* Dataset excerpts
****************
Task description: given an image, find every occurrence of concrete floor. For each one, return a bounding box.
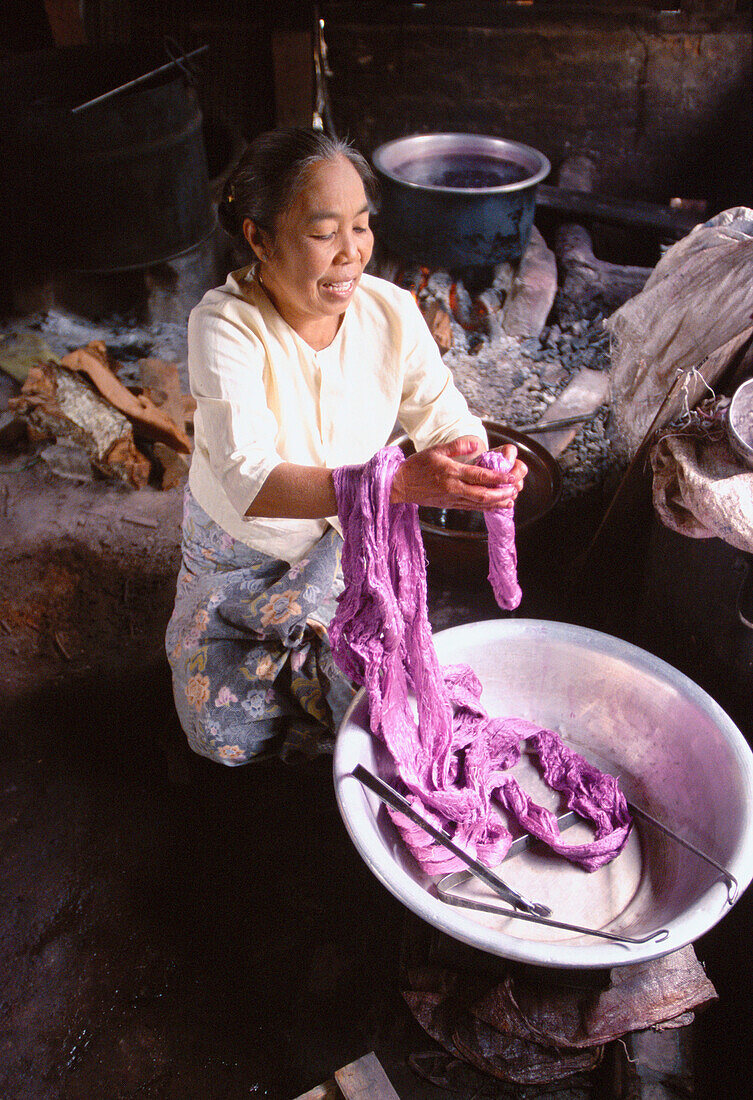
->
****************
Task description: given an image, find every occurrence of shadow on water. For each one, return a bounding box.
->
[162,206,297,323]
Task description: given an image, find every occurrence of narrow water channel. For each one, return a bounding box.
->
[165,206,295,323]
****************
* Assignment
The answer is each line in which the word "water" occurs, copied from the material above.

* Answer section
Task description: given an image, find every occurrence of shadow on water. For each one, return a bounding box.
Task description: given an image, find every occurrence of narrow water channel. For each one, return a bounding box.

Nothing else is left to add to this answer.